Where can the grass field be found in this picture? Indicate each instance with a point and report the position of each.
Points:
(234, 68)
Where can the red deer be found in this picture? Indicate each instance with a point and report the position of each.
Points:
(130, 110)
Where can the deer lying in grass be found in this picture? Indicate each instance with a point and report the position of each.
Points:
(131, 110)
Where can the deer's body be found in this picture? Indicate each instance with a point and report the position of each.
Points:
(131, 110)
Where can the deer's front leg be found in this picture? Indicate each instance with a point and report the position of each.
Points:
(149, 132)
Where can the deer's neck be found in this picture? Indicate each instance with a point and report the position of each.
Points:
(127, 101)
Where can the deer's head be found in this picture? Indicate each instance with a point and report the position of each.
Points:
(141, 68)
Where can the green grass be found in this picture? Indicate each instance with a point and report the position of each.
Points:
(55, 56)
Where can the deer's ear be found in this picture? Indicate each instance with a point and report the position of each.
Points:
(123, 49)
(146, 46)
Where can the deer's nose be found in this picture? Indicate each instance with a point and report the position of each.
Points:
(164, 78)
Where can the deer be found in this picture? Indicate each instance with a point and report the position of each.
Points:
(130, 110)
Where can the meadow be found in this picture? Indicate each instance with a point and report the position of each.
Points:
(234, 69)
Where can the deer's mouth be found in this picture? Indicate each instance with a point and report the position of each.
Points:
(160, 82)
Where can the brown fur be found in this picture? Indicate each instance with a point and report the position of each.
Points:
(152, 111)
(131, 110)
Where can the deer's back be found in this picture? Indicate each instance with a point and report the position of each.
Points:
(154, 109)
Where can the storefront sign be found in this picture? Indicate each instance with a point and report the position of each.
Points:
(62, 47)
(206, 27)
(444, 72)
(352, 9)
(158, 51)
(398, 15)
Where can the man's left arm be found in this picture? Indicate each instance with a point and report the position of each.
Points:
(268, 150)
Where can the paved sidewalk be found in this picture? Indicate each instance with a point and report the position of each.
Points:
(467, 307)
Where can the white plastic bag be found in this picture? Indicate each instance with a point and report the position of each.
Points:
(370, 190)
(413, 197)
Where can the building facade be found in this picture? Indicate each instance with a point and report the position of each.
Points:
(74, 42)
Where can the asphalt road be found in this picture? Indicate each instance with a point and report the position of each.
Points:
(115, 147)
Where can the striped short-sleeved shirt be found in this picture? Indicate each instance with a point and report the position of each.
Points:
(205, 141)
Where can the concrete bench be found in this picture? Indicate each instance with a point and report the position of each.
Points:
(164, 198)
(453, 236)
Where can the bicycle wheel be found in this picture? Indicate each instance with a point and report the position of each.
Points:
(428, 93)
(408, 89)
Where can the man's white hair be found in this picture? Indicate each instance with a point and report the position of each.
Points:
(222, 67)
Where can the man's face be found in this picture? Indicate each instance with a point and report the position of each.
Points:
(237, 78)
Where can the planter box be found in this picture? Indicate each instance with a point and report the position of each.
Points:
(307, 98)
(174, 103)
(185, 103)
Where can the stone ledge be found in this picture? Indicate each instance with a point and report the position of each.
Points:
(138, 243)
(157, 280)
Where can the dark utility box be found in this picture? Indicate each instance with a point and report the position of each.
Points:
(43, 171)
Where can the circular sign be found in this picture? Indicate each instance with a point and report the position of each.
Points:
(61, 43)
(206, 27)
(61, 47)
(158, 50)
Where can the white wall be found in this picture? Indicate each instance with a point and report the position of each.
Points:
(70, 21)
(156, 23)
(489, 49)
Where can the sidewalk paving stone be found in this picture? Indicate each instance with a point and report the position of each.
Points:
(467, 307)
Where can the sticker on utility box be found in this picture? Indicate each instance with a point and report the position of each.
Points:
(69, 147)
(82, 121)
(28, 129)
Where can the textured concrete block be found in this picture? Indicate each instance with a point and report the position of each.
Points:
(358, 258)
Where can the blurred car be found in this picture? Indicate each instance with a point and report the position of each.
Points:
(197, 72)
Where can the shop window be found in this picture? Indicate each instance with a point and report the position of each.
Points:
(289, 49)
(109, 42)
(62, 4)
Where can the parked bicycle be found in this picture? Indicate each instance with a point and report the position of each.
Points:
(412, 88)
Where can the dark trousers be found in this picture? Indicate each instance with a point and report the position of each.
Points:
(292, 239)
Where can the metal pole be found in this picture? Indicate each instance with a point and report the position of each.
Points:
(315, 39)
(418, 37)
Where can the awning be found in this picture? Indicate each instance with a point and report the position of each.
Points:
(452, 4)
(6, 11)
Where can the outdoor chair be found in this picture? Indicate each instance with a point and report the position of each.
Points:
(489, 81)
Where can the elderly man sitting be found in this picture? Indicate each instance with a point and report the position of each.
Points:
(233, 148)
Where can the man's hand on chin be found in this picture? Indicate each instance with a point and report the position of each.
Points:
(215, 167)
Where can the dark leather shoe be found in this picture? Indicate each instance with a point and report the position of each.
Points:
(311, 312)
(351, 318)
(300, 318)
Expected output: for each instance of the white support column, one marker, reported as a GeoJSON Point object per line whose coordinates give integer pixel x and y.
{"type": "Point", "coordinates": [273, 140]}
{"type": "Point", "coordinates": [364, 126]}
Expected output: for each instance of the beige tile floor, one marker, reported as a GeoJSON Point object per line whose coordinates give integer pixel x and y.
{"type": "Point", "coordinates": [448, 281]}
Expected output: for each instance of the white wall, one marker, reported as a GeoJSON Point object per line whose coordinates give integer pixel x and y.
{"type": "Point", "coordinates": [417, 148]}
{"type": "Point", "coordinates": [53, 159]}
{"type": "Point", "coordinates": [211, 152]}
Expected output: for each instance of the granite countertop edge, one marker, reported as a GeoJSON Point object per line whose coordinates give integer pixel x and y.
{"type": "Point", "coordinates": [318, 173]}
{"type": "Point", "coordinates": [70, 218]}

• [Exercise aim] Show a copy of each line from the data that includes the word "grass".

• [Problem solution]
Where can the grass field be found in this picture? Indicate each instance with a point and report the position of each.
Where can the deer lying in grass be found in this picture? Indicate each instance with a point and report the position of each.
Where can the green grass be found in this picture? Indicate each instance with a point and report the position of each.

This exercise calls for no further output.